**TEXTE FOURNI:**
★ ★ ★ ★ ★ ★ ★

Vanille - Un arôme en danger


by Léa Ratsiazo, Madagascar, mars 1998

THEME = ECONOMIE

INTRODUCTION

Droits de douane supprimés et filière libéralisée:
la vanille malgache réussira-t-elle à récupérer
sa place de leader sur le marché international?
Autrefois référence mondiale,
cette orchidée de l'île rouge tente de se refaire une réputation.

La vanille est une gousse produite par l'une des 17.000 espèces d'orchidées répandues dans le monde. Originaire du sud-est du Mexique et importée dans les îles de l'océan Indien, les Antilles et l'Océanie, elle est cultivée commercialement depuis les années 1840. La production systématique des gousses a commencé notamment à Madagascar, aux Comores et à la Réunion, où la vanille dite "bourbon" est considérée comme la meilleure du monde.

A partir de 1890, la plante gagne de l'extension à Madagascar, qui a pu ainsi en exporter 300 t. en 1924. En ce temps là déjà, Madagascar était considéré comme le premier exportateur mondial, et la ville d'Antalaha, où se trouve le centre de recherche de la vanille, est baptisée la "Mecque de la vanille", capitale mondiale de la vanille. A son apogée, dans les années 1980, Madagascar produisait environ 1.200 t. par an, ses exportations se situant entre 750 et 800 t.

Pendant longtemps, Madagascar a affirmé sa domination sur un marché mondial relativement stable, avant de devoir céder son "leadership" à l'Indonésie. La Grande Ile assurait jusqu'à plus de 70% de la consommation mondiale dans les années '70, pour dégringoler à 30% dans les années '90, et ce pour différentes raisons.

Un secteur stratégique

Au cours de ces 20 dernières années, à cause d'une politique d'augmentation du prix à l'exportation et de taxation excessive, la part de Madagascar dans le commerce international de la vanille n'a cessé de diminuer. Tout le monde s'accorde à reconnaître que la "filière est à l'agonie". La gestion administrée de cette filière s'est traduite par une perte de compétitivité sur les marchés extérieurs. Les responsables de l'ajustement structurel de Madagascar constatent un appauvrissement considérable, un dérapage de la politique de stockage, ainsi qu'une démoralisation et un mécontentement massif de tous les opérateurs. Pourtant la vanille constitue un secteur stratégique pour l'Etat. Son exportation représente 10% du budget de l'Etat. Aussi, la perte du marché engendre de lourdes conséquences à tous les niveaux.

★ ★ ★ ★ ★ ★ ★

**DONNÉES FOURNIES:**

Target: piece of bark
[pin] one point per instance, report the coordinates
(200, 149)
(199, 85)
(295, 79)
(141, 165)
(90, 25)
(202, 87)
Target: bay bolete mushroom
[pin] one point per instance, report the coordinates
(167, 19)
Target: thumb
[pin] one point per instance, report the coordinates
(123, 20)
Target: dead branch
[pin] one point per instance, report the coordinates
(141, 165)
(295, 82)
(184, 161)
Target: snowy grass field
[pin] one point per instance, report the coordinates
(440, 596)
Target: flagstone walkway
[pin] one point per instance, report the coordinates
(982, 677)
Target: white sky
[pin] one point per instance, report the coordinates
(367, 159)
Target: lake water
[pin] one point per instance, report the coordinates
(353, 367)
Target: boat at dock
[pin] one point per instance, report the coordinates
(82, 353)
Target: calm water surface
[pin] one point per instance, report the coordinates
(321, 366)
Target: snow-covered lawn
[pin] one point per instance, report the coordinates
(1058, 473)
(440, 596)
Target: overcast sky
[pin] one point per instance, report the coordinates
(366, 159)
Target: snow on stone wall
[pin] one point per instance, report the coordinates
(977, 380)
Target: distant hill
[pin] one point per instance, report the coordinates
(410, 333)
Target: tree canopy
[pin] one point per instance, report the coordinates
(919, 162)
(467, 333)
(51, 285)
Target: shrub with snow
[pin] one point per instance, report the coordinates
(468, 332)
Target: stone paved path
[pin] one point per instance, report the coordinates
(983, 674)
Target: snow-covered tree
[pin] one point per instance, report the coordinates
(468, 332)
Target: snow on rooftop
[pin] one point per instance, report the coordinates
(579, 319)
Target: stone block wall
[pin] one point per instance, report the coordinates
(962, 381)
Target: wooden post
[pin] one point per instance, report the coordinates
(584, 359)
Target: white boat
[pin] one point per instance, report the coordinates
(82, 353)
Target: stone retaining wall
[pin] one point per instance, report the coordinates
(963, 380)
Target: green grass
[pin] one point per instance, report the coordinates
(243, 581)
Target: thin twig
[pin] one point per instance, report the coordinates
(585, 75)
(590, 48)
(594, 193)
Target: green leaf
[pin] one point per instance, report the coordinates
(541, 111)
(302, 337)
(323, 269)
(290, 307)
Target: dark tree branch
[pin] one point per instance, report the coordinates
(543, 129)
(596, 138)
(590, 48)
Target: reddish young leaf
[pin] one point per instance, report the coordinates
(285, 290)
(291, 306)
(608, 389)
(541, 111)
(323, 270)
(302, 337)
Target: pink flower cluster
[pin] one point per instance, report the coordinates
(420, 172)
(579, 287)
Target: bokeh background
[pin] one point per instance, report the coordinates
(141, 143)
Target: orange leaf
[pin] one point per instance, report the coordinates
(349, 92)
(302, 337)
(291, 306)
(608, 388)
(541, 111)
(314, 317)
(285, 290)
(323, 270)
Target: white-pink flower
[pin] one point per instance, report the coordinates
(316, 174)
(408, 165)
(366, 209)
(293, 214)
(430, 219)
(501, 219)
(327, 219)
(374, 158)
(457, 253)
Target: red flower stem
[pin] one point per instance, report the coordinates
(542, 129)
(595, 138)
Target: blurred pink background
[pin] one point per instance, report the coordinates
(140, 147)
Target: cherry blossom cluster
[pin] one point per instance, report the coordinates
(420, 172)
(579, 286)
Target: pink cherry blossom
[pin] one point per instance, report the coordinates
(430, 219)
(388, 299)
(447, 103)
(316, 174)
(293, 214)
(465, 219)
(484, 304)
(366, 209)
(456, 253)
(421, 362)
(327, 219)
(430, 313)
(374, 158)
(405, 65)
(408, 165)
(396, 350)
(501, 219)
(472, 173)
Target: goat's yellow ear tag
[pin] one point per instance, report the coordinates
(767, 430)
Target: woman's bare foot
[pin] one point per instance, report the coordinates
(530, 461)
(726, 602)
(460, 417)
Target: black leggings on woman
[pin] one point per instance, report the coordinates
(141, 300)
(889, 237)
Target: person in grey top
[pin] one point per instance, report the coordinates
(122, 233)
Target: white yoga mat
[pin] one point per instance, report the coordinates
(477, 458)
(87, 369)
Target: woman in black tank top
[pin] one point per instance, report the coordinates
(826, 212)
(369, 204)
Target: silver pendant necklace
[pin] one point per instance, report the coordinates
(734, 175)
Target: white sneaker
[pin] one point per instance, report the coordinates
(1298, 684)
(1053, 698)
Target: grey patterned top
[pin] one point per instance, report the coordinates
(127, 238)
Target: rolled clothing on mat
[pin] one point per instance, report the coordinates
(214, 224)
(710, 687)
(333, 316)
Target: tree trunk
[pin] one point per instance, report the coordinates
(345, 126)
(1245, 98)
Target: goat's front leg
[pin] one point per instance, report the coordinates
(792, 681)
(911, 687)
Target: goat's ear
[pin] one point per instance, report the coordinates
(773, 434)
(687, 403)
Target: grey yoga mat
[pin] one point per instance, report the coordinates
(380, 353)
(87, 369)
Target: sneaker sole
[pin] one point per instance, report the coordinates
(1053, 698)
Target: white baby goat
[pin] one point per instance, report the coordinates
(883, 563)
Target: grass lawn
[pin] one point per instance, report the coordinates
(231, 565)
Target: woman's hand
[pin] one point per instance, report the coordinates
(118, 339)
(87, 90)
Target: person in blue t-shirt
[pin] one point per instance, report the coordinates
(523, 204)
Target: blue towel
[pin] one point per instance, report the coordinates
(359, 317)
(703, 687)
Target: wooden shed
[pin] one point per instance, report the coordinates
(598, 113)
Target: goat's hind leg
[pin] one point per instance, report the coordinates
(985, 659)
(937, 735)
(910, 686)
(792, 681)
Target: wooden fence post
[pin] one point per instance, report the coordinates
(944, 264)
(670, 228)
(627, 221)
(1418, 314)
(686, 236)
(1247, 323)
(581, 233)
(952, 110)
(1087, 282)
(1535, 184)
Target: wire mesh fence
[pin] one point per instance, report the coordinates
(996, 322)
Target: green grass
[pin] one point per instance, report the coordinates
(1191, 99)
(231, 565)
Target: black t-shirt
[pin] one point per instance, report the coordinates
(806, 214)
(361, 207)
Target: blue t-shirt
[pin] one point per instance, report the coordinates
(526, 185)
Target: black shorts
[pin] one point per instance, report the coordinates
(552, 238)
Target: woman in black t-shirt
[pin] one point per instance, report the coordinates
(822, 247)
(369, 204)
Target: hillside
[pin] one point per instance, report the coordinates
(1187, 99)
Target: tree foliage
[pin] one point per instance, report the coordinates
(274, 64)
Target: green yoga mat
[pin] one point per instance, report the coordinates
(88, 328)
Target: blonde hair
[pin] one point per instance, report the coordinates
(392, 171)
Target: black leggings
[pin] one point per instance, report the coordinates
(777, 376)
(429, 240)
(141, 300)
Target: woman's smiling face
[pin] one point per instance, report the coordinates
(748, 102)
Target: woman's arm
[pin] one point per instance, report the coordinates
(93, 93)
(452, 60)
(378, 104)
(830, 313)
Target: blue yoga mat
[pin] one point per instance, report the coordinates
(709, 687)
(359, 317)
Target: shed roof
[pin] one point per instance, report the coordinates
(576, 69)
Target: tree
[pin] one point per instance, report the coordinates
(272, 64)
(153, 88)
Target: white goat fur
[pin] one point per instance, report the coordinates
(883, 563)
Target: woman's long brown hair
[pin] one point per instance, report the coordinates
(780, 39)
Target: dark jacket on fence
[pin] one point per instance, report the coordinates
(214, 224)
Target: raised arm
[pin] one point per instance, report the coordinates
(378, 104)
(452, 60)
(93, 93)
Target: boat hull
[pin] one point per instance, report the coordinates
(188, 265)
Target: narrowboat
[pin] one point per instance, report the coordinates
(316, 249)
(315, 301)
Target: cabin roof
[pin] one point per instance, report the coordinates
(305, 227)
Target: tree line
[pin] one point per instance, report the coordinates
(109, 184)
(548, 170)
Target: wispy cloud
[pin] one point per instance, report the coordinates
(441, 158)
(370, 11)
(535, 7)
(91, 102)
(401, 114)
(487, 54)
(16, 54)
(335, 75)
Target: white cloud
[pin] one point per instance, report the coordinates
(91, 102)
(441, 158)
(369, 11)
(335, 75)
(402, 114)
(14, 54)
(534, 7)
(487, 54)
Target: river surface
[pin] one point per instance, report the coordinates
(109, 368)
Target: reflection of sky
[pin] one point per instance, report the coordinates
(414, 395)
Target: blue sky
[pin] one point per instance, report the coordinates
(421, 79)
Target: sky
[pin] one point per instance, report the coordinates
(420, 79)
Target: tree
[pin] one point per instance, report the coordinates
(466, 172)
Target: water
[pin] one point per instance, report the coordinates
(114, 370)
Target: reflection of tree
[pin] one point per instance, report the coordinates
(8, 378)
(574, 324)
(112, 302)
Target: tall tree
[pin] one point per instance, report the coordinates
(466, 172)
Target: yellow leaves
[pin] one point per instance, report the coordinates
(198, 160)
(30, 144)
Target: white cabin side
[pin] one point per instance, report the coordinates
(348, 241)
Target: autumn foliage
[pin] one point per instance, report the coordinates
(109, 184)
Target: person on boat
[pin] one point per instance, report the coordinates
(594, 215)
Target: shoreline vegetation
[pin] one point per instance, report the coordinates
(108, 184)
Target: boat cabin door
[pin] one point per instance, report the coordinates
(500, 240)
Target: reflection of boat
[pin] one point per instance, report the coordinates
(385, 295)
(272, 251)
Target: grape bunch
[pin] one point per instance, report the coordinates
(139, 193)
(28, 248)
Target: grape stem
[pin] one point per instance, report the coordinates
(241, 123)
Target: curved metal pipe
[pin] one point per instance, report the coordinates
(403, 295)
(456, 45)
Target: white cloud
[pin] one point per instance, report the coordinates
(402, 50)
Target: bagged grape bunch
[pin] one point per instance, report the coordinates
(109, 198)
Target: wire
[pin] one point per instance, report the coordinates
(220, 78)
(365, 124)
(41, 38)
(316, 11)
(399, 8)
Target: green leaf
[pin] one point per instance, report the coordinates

★ ★ ★ ★ ★ ★ ★

**CONSIGNES:**
- a) D'après le texte sur la vanille, quelle part du budget de l'État représente l'exportation de vanille ?
- b) Poursuivez le texte sur la vanille de Madagascar après sa dernière phrase.
Les enregistrements n'ont aucun rapport avec le texte sur la vanille.

**RÉPONSES:**
- a) Elle représente 10 % du budget de l'État.

- b)
La dégringolade du secteur s'explique en premier lieu par le tarif prohibitif de l'arôme: jusqu'à 74 $ US/kg en 1991. Cette année-là, les taxes avaient été augmentées de 86%. Elles ont été ensuite révisées à la baisse et, depuis l'année dernière, à la suite de la réforme et de la libéralisation de la filière, le produit n'est plus soumis à aucune taxe particulière. Néanmoins, la vraie reprise se fait attendre. Car ce secteur est également l'objet d'une contrebande intense: pour échapper aux taxes, les fraudeurs exportent le produit vers les îles de l'océan Indien, surtout les Comores et la Réunion, qui déclarent alors la vanille provenant de Madagascar comme leurs quotas propres.

L'absence de contrôle a eu aussi comme grave conséquence le mélange de gousses de bonne et de mauvaise qualité, ternissant ainsi fortement la bonne réputation de la vanille bourbon malgache. Or, cette dernière possède une concentration de vanilline de près de 6%, contre 1% de celle d'Indonésie. Quoi qu'il en soit, le prix trop élevé appliqué par Madagascar a favorisé la demande de vanille de basse qualité, mais à des prix inférieurs.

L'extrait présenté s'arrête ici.